Dataset records
○ ○ ○ ○

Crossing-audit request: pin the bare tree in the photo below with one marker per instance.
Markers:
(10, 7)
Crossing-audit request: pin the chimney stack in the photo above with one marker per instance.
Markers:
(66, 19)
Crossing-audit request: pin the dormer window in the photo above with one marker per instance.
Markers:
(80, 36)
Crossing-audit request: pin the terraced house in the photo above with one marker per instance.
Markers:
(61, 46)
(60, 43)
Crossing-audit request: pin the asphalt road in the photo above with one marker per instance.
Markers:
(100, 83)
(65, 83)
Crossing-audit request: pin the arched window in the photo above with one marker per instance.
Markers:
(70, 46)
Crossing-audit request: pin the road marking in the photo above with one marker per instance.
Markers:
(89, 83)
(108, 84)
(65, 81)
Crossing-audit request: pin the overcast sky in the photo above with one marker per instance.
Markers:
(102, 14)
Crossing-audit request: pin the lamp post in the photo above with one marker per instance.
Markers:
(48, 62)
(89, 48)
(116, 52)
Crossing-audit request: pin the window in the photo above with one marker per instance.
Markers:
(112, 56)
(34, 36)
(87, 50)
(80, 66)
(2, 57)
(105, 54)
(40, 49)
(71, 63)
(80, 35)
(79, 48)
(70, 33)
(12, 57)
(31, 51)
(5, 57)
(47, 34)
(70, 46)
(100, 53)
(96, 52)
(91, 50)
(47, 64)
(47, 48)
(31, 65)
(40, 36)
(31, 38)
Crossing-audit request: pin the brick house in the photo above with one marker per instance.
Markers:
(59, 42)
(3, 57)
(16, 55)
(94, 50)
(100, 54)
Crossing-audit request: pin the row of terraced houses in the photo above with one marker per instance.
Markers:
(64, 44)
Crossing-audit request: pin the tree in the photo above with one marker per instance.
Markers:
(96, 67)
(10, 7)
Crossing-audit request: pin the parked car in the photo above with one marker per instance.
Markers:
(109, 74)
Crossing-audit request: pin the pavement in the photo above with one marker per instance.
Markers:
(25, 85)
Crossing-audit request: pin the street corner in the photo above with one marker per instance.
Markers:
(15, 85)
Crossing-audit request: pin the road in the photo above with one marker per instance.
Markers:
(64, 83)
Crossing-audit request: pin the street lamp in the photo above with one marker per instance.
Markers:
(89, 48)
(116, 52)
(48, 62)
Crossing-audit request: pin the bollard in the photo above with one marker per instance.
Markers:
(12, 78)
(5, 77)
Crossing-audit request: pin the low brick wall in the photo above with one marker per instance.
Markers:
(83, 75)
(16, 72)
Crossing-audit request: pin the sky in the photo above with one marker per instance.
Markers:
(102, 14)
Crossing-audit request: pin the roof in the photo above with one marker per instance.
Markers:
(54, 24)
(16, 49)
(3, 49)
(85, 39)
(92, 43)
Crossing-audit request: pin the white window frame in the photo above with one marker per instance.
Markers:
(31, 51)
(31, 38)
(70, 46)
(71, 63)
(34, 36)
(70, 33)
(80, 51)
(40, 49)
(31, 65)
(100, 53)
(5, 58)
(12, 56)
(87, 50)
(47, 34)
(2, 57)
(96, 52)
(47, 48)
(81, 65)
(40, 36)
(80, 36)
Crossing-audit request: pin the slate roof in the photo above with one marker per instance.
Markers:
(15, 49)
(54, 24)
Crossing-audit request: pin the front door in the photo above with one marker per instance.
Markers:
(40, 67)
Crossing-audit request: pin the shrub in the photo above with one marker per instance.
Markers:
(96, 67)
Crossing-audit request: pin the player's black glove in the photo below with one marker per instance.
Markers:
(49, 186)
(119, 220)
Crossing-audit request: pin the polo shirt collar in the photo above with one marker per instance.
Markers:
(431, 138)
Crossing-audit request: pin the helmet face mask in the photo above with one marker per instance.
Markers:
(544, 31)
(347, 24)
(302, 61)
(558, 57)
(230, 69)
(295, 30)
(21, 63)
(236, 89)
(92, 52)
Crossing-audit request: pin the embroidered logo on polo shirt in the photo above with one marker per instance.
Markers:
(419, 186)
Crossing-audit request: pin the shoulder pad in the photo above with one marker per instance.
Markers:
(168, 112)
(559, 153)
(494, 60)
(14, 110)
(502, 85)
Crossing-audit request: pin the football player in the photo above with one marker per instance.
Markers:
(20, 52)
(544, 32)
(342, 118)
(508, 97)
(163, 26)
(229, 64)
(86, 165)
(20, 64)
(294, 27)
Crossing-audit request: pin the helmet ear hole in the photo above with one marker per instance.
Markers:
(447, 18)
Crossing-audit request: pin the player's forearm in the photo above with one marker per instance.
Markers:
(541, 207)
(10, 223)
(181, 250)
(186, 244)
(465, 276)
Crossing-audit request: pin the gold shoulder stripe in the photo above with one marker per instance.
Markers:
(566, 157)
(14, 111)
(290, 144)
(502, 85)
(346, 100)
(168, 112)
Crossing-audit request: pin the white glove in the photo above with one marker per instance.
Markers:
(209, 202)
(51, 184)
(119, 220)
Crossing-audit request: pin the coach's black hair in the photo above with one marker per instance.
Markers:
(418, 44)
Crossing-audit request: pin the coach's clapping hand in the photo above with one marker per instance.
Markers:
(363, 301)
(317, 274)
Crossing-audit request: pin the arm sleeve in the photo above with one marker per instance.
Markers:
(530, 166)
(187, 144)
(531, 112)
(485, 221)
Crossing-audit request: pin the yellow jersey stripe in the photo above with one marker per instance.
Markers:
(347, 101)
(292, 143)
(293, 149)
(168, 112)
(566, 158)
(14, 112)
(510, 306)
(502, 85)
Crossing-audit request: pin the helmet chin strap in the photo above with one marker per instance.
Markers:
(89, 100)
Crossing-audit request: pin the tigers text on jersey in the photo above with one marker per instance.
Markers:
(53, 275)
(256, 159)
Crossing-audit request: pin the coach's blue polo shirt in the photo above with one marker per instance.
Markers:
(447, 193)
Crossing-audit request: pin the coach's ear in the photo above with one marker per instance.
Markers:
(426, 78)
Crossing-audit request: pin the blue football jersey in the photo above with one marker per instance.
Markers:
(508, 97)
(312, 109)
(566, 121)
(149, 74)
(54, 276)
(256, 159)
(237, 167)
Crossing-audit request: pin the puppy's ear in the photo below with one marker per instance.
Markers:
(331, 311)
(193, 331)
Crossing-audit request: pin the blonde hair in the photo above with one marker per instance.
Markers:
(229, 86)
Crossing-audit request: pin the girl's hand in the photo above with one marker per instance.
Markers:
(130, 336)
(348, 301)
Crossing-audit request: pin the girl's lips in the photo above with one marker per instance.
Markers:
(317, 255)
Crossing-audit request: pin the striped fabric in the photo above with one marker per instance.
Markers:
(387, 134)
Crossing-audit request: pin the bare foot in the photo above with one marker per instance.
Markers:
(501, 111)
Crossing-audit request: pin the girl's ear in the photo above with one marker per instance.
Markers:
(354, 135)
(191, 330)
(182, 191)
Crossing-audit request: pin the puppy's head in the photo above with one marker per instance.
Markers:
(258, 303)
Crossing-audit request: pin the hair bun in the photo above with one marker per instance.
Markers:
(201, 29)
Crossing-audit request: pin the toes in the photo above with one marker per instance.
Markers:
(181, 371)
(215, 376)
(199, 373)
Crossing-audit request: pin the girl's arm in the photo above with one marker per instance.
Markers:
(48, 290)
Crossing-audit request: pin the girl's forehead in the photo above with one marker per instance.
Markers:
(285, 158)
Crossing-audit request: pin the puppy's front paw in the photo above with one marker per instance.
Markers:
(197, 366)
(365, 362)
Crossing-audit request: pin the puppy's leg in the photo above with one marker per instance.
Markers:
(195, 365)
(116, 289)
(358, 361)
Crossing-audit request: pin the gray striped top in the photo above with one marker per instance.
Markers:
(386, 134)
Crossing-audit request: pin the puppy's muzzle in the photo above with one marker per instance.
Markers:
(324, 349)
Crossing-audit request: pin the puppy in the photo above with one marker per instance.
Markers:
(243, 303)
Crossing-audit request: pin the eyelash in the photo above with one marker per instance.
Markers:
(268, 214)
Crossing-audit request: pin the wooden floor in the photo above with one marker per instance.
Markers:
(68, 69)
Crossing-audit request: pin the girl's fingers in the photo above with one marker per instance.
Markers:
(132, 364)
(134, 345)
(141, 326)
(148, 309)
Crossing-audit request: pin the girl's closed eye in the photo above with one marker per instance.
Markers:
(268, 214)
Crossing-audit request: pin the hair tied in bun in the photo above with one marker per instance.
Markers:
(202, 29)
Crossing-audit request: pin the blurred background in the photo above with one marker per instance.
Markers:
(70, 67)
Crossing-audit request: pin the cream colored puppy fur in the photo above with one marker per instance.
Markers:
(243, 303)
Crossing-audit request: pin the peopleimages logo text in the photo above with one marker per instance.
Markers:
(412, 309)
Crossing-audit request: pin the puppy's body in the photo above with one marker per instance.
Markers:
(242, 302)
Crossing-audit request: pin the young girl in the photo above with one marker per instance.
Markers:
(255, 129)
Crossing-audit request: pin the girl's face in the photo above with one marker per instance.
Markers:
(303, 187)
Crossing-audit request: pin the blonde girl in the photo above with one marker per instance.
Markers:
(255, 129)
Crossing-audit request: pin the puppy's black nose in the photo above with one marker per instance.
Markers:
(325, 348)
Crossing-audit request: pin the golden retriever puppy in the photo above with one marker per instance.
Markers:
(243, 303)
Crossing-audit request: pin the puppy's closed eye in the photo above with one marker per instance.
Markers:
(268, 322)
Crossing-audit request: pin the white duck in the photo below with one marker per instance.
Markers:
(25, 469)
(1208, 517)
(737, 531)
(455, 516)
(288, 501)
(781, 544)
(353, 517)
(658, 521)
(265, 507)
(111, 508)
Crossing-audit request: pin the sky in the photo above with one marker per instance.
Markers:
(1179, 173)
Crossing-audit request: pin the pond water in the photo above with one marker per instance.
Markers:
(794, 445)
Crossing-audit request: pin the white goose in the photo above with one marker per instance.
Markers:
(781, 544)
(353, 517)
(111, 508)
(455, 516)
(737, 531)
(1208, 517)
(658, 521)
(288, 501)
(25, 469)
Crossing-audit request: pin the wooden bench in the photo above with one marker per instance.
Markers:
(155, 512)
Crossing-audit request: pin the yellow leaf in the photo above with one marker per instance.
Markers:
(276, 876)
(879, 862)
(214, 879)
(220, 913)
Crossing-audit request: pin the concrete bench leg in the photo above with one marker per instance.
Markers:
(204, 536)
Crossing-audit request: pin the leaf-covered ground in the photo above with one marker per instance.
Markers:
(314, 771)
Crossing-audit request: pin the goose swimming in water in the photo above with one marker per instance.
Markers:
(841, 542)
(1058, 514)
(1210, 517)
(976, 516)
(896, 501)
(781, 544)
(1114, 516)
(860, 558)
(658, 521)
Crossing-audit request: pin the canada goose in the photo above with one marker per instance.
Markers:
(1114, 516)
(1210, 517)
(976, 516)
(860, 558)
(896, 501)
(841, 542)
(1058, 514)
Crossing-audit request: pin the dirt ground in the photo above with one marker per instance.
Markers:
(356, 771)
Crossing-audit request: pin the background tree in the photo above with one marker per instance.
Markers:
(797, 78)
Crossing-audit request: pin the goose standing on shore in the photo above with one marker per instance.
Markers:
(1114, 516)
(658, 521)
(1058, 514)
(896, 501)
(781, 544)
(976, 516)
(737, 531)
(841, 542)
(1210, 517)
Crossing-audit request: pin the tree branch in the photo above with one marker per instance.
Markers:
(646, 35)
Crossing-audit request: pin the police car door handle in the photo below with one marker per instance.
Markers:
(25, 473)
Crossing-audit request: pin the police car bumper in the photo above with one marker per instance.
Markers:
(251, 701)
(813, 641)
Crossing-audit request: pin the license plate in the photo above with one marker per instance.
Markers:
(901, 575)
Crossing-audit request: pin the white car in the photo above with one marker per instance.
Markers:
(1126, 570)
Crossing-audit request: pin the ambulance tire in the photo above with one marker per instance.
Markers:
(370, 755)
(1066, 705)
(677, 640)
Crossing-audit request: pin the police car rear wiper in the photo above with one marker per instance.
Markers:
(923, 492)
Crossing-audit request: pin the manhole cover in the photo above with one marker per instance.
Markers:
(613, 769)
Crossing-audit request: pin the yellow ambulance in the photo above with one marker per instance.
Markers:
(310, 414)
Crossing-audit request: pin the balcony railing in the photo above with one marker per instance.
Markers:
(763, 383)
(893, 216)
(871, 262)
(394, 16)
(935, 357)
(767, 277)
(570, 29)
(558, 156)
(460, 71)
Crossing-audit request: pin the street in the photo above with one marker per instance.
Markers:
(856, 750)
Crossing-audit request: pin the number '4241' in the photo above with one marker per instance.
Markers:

○ ○ ○ ○

**REQUIRED ACTION:**
Look at the records above. Copy every line where the string "road" occurs.

**ANSWER FOR THE TASK:**
Crossing-audit request: pin the asphalt road in the photo above with one marker per instance.
Crossing-audit request: pin the road marking in the photo above with one marker per instance.
Crossing-audit request: pin the road in the photo above with one marker per instance.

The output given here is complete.